**What is asked:** Copy the text on Sri Lanka's cereal imports and food prices word for word, in full.
═════ Reading text ═════
Cereal import requirements in 2022 estimated above five‑year average

The total cereal import requirement in 2022 is estimated at 2.2 million tonnes. In the first six months of 2022, a total of 932 000 tonnes of cereals have already been imported (472 000 tonnes of rice, 425 000 tonnes of wheat and 35 000 tonnes of maize), leaving an outstanding import requirement of about 1.27 million tonnes of cereals for 2022. Given persisting macroeconomic challenges, particularly the very low level of foreign reserves, there is a serious risk that the full import requirement of cereals could not be met.

Prices of cereals and imported basic food products at high levels in August 2022

Domestic prices of most basic food items, including imported wheat flour, sugar, milk powder and onion, as well as locally‑produced chicken meat, eggs and coconut oil, have been on a steady increase since the last quarter of 2021 and were at elevated levels in August. Price increases were associated with tight market availabilities, after the economic challenges caused major decreases to agricultural production and had a negative impact on the country’s capacity to import. Severe fuel shortages disrupted the distribution of food supplies within the country, creating shortages in most markets and adding to the upward pressure on prices. Domestic prices of rice decreased last August for the first time since October 2021, with the start of the 2022 “Yala” harvest. However, prices remained more than two times higher than their year‑earlier levels. According to the Central Bank of Sri Lanka, in August 2022, the Consumer price index (CPI) was estimated at 64.3 percent, while the food component of the CPI increased by 93.7 percent compared to the previous year.
═════ Extracted information ═════
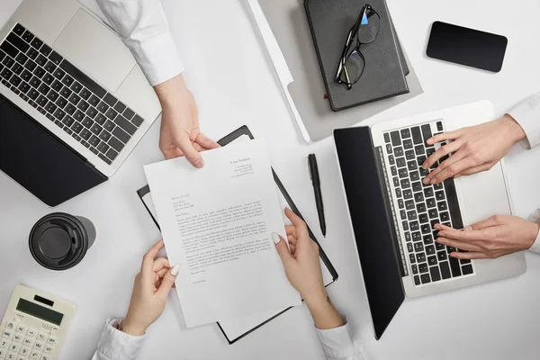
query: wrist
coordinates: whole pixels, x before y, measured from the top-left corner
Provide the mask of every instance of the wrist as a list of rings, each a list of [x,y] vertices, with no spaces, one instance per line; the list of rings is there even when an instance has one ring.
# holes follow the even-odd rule
[[[182,94],[189,93],[182,74],[155,86],[154,91],[158,95],[162,108],[177,103],[182,98]]]
[[[514,144],[525,139],[525,131],[512,116],[507,113],[499,119],[499,121],[502,124],[505,133],[508,134]]]
[[[128,316],[126,316],[126,319],[124,319],[124,320],[120,326],[120,330],[122,332],[125,332],[128,335],[132,335],[134,337],[141,337],[146,332],[147,328],[133,323],[130,320],[130,319]]]
[[[328,305],[331,305],[328,295],[324,287],[322,289],[318,289],[315,292],[311,292],[302,297],[310,310],[325,308]]]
═════
**Reply to the exercise:**
Cereal import requirements in 2022 estimated above five‑year average

The total cereal import requirement in 2022 is estimated at 2.2 million tonnes. In the first six months of 2022, a total of 932 000 tonnes of cereals have already been imported (472 000 tonnes of rice, 425 000 tonnes of wheat and 35 000 tonnes of maize), leaving an outstanding import requirement of about 1.27 million tonnes of cereals for 2022. Given persisting macroeconomic challenges, particularly the very low level of foreign reserves, there is a serious risk that the full import requirement of cereals could not be met.

Prices of cereals and imported basic food products at high levels in August 2022

Domestic prices of most basic food items, including imported wheat flour, sugar, milk powder and onion, as well as locally‑produced chicken meat, eggs and coconut oil, have been on a steady increase since the last quarter of 2021 and were at elevated levels in August. Price increases were associated with tight market availabilities, after the economic challenges caused major decreases to agricultural production and had a negative impact on the country’s capacity to import. Severe fuel shortages disrupted the distribution of food supplies within the country, creating shortages in most markets and adding to the upward pressure on prices. Domestic prices of rice decreased last August for the first time since October 2021, with the start of the 2022 “Yala” harvest. However, prices remained more than two times higher than their year‑earlier levels. According to the Central Bank of Sri Lanka, in August 2022, the Consumer price index (CPI) was estimated at 64.3 percent, while the food component of the CPI increased by 93.7 percent compared to the previous year.